__PROBLEMS AND TASKS__
A. Based on the Webb Dock account, explain why the trip to New Zealand to recruit crane trainers failed.
B. Answer these questions from the Webb Dock account:
(i) Which concept had the group basically withdrawn from after its Queensland partner fell over?
(ii) Whose approval was obtained for the sub-lease arrangement?
(iii) On what date was PCS registered, according to the speaker?

Start PROVIDED TEXT

That, of course, was a hell of a lot better situation for us than Appleton and because of the falling over of our partner in Queensland, we had really basically withdrawn from the Port of Brisbane concept too at that stage. So all of a sudden we had dropped in our lap a major player, and a major facility, in Webb Dock.

We had nothing to do with Dubai but Corrigan was interested in protecting the blokes who went to Dubai and providing them an opportunity. We were fairly tardy about it, in fairness, in that we felt that we wanted to make it as clean an operation as we could. We wanted it to be as transparent as it could be and really we were determined that there was to be as little undercover as possible. Without transparency the sort of problems that you run into are that you have got to go and brief your police, you have got to do all those things.

As we signed up with Corrigan, i.e. with Patrick, for the lease of the equipment on Webb Dock, we got approval from the Victorian Government for the sub-lease by the Port of Melbourne for Patrick to sub-lease to us (P&C Stevedores).

PCS was formed on, I think, 6 January,1998 when we registered the company and shortly thereafter I went to New Zealand to try and recruit some crane trainers without any success. Everyone was aware of what had happened in Dubai and people were very dodgy about it.

We actually managed, through hard work, diligence and a lot of luck, to find some people in Australia who could and would do the job. So we started to get it all in place. We then had to actually achieve the take-over of Webb Dock.

End PROVIDED TEXT
Start DATA LINES

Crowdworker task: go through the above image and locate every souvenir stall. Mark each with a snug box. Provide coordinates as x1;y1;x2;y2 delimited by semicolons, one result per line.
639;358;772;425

End DATA LINES

__ANSWERS TO THE EXERCISES__
A. The trip failed because everyone there knew what had happened in Dubai, and people were very wary of getting involved.

B.
(i) The Port of Brisbane concept.
(ii) The Victorian Government's.
(iii) 6 January 1998, though the speaker says "I think."